[START Provided passage]
Poems to share from the Pente Poets.
16 Comments
Judy Bandidt
8/4/2012 01:06:57 pm

A Grey Day in the City

This city depresses me
with its greyness.

The early morning street is paved with litter.
Dirt and squalor confront me and
the stench of stale piss rises from dark alleys.
There’s vomit or worse against the wall
of the all-night laundry
two doors along from my hotel.

The 7-11 man is sweeping his bit of pavement,
whistling in colourless monotone.
There goes yesterday’s dirt
into today’s gutter –
is there job satisfaction in that?
I wonder.

Skateboards clitter-clatter.
Grey hoodies,
born and bred in the city,
push past with insouciance
and streetwise arrogance.
‘Out of the way, old one!’
Fearful, I shrink from contact.

The river is nearby –
the famous brown Yarra.
Under a heavy sky
it’s more grey today than brown.
Here tourists promenade on artificial banks,
browsing bistro menus in designer thongs
and just a little bit of bling.

Bright awnings and fresh linen
hide wobbly tables, scuffed chairs,
stained concrete.
Seediness, like an unwelcome guest,
creeps in here and there
to partake of the offerings.

The scene changes quickly:
a darkening sky,
a flurry of raindrops.
Out come the brollies –
dome-topped ants
scurry hither and thither.

It’s pelting down now
and I huddle in a doorway
watching legs go by –
all shapes and colours –
against a rain-greyed background.

The deluge eases
but I’ve lost my way.
I take a tram back to the hotel,
no longer in the mood for exploring.
Not today,
this grey, depressing day in the city.


Judith Bandidt © 2006
(Revised 2012)

Reply
Ron Wiseman
8/4/2012 05:27:19 pm

Judy, I liked your poem quite a bit. There was much more show THAN TELL AND THAT IS SUCH A GOOD THING. Do you need the final line of this beautiful poem? Ron :)

Reply
Judy Bandidt link
8/4/2012 06:05:12 pm

I think I need to revisit that whole last stanza actually. This is much shorter than the original version, and maybe I've lost something in the translation to a shorter, tighter poem. Thanks for your comment. Judy

Ron Wiseman
8/4/2012 02:21:49 pm

At Prayer

I watched a spider once above an organ loft.

I am sure its fine web vibrated in time

with every 'allelula' on full forte.
[END Provided passage]
[START Extracted entries]
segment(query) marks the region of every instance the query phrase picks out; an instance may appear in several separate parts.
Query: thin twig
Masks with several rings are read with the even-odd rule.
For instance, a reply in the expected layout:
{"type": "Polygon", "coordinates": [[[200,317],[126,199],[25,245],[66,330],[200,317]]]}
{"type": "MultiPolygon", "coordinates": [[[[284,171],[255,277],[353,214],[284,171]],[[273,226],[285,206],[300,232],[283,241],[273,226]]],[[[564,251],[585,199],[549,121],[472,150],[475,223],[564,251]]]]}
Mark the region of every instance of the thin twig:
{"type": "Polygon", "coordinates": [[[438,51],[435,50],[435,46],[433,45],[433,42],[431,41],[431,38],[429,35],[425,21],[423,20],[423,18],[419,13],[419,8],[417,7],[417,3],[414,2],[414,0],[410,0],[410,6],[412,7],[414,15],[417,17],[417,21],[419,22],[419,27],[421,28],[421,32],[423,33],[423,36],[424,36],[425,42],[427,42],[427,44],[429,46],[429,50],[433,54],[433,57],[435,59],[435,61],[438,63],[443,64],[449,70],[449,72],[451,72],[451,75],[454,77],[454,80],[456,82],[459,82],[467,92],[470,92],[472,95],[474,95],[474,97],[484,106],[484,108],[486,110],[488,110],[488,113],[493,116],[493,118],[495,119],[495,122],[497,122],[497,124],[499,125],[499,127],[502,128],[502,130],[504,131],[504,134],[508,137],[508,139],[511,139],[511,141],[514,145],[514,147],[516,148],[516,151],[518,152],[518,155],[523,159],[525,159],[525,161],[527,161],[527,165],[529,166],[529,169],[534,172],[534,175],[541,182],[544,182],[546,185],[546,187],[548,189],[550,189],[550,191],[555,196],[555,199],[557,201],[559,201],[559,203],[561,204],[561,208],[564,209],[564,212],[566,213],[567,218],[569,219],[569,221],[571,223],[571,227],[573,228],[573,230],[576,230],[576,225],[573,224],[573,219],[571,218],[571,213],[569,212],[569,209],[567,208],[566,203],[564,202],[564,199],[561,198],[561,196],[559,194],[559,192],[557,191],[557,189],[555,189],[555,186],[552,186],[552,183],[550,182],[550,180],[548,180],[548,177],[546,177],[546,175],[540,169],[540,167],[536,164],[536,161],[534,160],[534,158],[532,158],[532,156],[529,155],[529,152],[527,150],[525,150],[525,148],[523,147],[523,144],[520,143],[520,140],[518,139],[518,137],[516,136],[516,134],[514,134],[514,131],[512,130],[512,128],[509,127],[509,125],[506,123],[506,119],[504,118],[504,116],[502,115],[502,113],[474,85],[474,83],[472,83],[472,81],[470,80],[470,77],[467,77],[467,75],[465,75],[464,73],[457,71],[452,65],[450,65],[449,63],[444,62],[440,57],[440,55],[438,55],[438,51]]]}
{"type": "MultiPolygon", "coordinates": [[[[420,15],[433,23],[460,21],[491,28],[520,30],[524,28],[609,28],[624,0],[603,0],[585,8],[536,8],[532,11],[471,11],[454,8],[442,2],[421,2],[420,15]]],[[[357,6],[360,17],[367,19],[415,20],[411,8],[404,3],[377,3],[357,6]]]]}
[END Extracted entries]
**What to do:**
1) In the records, everything from the start down to the line containing "Mark the region", swap "instance" for "occurrence" and give those lines back with nothing else changed.
2) Carry on the Pente Poets poetry page from the point where it stops.
The text and the records have no connection to each other.

**Response list:**
1)
segment(query) marks the region of every occurrence the query phrase picks out; an occurrence may appear in several separate parts.
Query: thin twig
Masks with several rings are read with the even-odd rule.
For occurrence, a reply in the expected layout:
{"type": "Polygon", "coordinates": [[[200,317],[126,199],[25,245],[66,330],[200,317]]]}
{"type": "MultiPolygon", "coordinates": [[[[284,171],[255,277],[353,214],[284,171]],[[273,226],[285,206],[300,232],[283,241],[273,226]]],[[[564,251],[585,199],[549,121],[472,150],[475,223],[564,251]]]]}
Mark the region of every occurrence of the thin twig:

2)
Had the spider greater reverence

for the all-powerful spirit that flooded

the small church, pews to ceiling,

at 7:30 am, each Sunday, as

filament by filament it spun out

its little life of monastic glory?



By what filaments, Sunday by Sunday,

did the churchgoers reach out, stretching

to the infinite, eternal, ineffable, unknown?



If I were God, I'd love the spider for its constancy,

its lack of sin and purposeful faith in doing all

spiders do, tirelessly spinning and getting on,

without any fuss, with life as spiders know it--

need God expect more?

Ron Wiseman Aug.2012


Reply
Judith Bandidt
8/4/2012 06:21:38 pm

A quiet, pleasing poem. I wonder, though, if the title does really reflect prayer, or something akin to prayer - reflection, meditation, contemplation perhaps?

I mostly like spiders for, as you say, their constancy. And there's something almost spiritual in a delicate spider's web, particularly when loaded with morning dew.

But not, most definitely, when one encounters the web of a bird-eating spider when galloping after a bullock through the scrub!!

Check spelling 'alleluia'.

Judy

Reply
Ron Wiseman
8/5/2012 05:56:46 pm

Judy, I have. One may spell alleluia both ways. It's a Hebrew translation thingo, I think. lol.
I think my thoughts in the poem as prayerful as any other's are before the service begins. lol lol.

Ron Wiseman
8/4/2012 02:29:19 pm

London

So many poets turned off London.
Its storms. Heat. Snow. Traffic chaos.
Its bridges. The Thames. The Tower.

No, it's not that poets are bored.
London is bored by the poets, I feel.
The Olympics are flying high, now,

but London? She's weary, she's old
and nowhere as cheery as the Queen
who is ageing as well ... very well!

London needs some love,
some real comfort after one,
Charles Dickens, almost

damned her forever, and I'll
freely admit, she is well past
her prime even after recovery

from Hitler's concerted, maniacal
bombardment, 70 years ago
and she did, as an older woman would:

paint herself up a bit, a reconstruction
job if you will, but could you call London
sexy? Hmm. It depends where you look.

No. I'm not being facetious at all.
There's the bustle at her West End
and the rawness of her East End.

Thinking of her as a mistress,
poor dear London is in distress:
she has lost her innocence

and with it, a lot of her fortune
so let the old lady gossip
about her illustrious past,

and when she becomes hoarse
from pollution, being trampled upon,
and politicians ministering upon her...

do let her water the geraniums,
pull down the blinds on extravagance,
and take a hot water bottle to bed.

Still, if you're down and out,
she's worth a visit. I know.
I've had the pleasure.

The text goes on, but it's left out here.